* _Work request_
Would you please repeat all of the data exactly, omitting the pictures?

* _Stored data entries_
________
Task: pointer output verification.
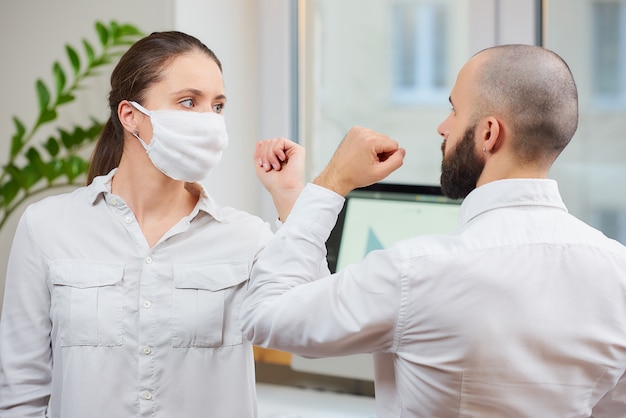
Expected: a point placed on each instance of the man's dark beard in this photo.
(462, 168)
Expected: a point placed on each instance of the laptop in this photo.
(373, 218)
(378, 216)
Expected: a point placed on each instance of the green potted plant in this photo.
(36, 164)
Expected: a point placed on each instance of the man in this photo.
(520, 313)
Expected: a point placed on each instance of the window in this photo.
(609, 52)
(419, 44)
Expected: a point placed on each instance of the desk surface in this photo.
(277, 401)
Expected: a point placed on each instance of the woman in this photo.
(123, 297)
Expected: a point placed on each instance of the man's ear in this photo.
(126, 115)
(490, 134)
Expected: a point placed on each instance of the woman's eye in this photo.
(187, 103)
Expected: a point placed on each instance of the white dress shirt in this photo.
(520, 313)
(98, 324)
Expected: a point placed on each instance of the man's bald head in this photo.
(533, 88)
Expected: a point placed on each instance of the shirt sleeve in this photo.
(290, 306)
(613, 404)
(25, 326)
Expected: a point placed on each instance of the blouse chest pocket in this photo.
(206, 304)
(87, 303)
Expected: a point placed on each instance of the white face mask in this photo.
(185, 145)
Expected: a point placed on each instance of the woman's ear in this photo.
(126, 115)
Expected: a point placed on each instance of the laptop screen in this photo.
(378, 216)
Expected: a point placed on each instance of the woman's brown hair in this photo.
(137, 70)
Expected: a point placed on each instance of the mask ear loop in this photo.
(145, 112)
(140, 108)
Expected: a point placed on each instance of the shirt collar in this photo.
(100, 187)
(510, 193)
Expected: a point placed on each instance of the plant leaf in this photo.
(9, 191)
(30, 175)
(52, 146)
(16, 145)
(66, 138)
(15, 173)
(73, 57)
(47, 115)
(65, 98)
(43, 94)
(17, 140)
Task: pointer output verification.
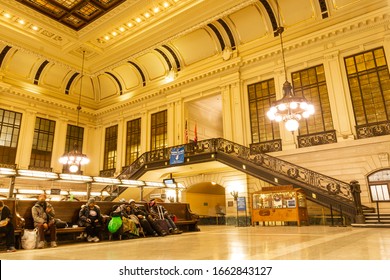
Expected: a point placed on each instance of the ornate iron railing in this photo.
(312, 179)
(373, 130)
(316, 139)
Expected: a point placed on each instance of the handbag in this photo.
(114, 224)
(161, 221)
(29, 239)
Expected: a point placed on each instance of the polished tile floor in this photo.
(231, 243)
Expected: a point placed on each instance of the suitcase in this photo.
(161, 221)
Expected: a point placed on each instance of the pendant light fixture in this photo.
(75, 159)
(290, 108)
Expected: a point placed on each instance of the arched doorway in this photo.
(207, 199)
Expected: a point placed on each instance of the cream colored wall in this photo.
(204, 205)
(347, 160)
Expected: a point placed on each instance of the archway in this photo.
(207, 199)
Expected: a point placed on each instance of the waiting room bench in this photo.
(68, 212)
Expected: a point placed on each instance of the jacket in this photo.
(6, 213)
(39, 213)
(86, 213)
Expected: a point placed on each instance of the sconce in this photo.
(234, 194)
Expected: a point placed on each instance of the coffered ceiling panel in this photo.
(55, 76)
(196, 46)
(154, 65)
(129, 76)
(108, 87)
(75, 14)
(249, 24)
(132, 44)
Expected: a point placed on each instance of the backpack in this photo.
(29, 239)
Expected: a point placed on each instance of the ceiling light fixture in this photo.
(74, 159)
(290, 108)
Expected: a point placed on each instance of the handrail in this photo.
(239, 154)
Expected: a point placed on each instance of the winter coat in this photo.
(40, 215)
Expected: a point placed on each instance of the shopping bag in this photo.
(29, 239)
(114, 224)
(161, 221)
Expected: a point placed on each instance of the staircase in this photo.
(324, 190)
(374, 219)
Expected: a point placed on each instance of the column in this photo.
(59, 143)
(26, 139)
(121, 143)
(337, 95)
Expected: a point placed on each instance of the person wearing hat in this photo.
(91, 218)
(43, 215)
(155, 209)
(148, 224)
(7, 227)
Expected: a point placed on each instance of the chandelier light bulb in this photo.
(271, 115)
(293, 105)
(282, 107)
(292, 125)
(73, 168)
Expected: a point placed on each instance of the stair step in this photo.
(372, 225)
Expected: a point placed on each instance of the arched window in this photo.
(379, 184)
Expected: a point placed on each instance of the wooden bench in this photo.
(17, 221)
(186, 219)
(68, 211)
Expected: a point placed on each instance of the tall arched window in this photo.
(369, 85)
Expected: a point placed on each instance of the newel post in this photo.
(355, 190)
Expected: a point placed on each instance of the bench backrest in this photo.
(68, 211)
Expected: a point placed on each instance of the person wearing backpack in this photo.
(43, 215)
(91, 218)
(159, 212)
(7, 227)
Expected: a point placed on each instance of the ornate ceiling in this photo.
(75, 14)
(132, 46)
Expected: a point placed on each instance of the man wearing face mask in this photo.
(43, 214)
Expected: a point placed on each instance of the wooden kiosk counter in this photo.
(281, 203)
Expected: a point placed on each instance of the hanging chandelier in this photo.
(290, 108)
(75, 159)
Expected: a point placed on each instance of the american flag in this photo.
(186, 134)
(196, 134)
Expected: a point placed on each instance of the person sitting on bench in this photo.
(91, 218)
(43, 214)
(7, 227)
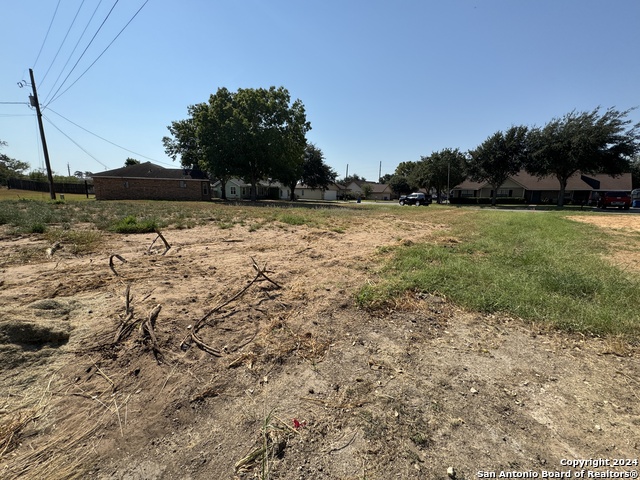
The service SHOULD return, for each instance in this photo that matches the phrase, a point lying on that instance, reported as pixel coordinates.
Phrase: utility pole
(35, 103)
________
* _Written solution_
Task: pointer output verification.
Expected: a point placed on each instance of the man's dark beard in this photo.
(462, 168)
Expected: a point placed on each instance of the laptop in this photo.
(373, 218)
(378, 216)
Expected: a point placed on each instance of the green potted plant in this photo.
(36, 164)
Expected: a point placed on each instance of the man in this photo.
(520, 313)
Expected: a point placed on each instance of the window in this photo.
(609, 52)
(419, 44)
Expected: a point placed on each instance of the desk surface in this photo.
(277, 401)
Expected: a point placed on each instance of the woman in this photo.
(123, 297)
Expected: a point placed on each instance of the man's ear in this photo.
(126, 115)
(490, 134)
Expected: a point placed on each instance of the woman's eye in this photo.
(187, 103)
Expected: a point placed on each instance of the white dress shirt in this photo.
(520, 313)
(98, 324)
Expected: a point placed on each instance of the man's bald head in this photo.
(533, 88)
Expected: a point placed on each instance of the shirt sleeve in this photo.
(290, 306)
(613, 404)
(25, 326)
Expected: a point placed on each instance of the blouse chest pocket in this photo.
(206, 304)
(87, 303)
Expected: a point placed on each instance of the white face mask in this photo.
(185, 145)
Expected: a point placed on each instance of the woman's ear in this photo.
(126, 115)
Expected: a point placed on each instance of the laptop screen in this photo.
(378, 216)
Expected: a point placed on each instance of the woman's brown hair in this photo.
(137, 70)
Expected: a point placed on each instance of the mask ear loop in this photo.
(145, 112)
(140, 108)
Expected: a point placed on each instance of the shirt collar in this photo.
(100, 187)
(510, 193)
Expected: a point placed on each instance of the plant leaf in this photo.
(9, 191)
(30, 175)
(52, 146)
(16, 145)
(66, 138)
(15, 173)
(73, 57)
(47, 115)
(65, 98)
(43, 94)
(17, 140)
Task: pointer output verification.
Expected: a point placed on each instance of the ornate iron railing in this photo.
(312, 179)
(373, 130)
(316, 139)
Expected: a point placed on each instance of the handbag in this photo.
(114, 224)
(161, 221)
(29, 239)
Expected: a point placed on each instance of the polished tile floor in this photo.
(231, 243)
Expected: a point placed on each instance of the suitcase in this photo.
(161, 221)
Expected: a point placed on each instance of the pendant light fixture in this photo.
(75, 159)
(290, 108)
Expected: a point placed on each instance of the arched doorway in this photo.
(207, 199)
Expected: a point placed on each instance of the cream colored wall in this photo.
(204, 205)
(347, 160)
Expected: a point placed on each instance of the archway in this photo.
(207, 199)
Expected: a point placed on each instance of the waiting room bench in this photo.
(68, 212)
Expected: a point placed on each instance of the jacket in this photo.
(6, 213)
(39, 213)
(86, 213)
Expected: a point placed on each instance of the sconce in this photo.
(234, 194)
Expected: a point placed on each instance of the coffered ceiling panel in this photo.
(55, 76)
(196, 46)
(154, 65)
(129, 76)
(108, 87)
(75, 14)
(249, 24)
(132, 44)
Expected: a point placed on each instance of the backpack in this photo.
(29, 239)
Expected: a point placed on each instance of the ceiling light fixture in this photo.
(74, 159)
(290, 108)
Expected: a point placed on each instance of the handrail in this photo.
(239, 154)
Expected: a point placed on each instance of the winter coat in this photo.
(40, 215)
Expected: a point placed on each instance of the shopping bag in this photo.
(29, 239)
(114, 224)
(161, 221)
Expected: a point placed on each instance of the staircase in this photo.
(324, 190)
(374, 219)
Expected: a point placed on each instance of the column in this photo.
(59, 143)
(26, 139)
(121, 143)
(337, 95)
Expected: a point placed on each instance of the person wearing hat in this photo.
(91, 218)
(43, 215)
(155, 209)
(148, 224)
(7, 227)
Expected: a point placed on each instance of the chandelier light bulb in this photo.
(271, 115)
(293, 105)
(282, 107)
(292, 125)
(73, 168)
Expected: a point placed on each instance of the stair step in this photo.
(372, 225)
Expected: a point placed on each instance of the arched window in this photo.
(379, 184)
Expected: a point placed on each instance of the wooden bench in this photo.
(17, 221)
(186, 219)
(68, 211)
Expected: a point placed on each instance of the tall arched window in this photo.
(369, 85)
Expected: a point placed on each instance of the newel post in this photo.
(355, 190)
Expected: a point placed on each instance of the bench backrest in this photo.
(68, 211)
Expected: a point placed on each instance of the person wearing backpack in this photo.
(43, 215)
(91, 218)
(159, 212)
(7, 227)
Expected: a point placed on each instance of the ornate ceiling in this photo.
(75, 14)
(132, 46)
Expected: a point placed on each instance of the man wearing face mask in this photo.
(43, 214)
Expected: a point placed on each instance of the wooden kiosk counter in this photo.
(281, 203)
Expected: a point placed on each instance of the hanging chandelier in this photo.
(290, 108)
(75, 159)
Expected: a point placed on each instance of the american flag in this photo.
(186, 134)
(196, 134)
Expected: a point placed on each instance of the person sitting on bench in this photo.
(91, 218)
(43, 214)
(7, 227)
The service SHOULD return, for each instance in this photo that matches the phrase, a point lying on that instance, reported as pixel coordinates.
Phrase: utility pole
(35, 103)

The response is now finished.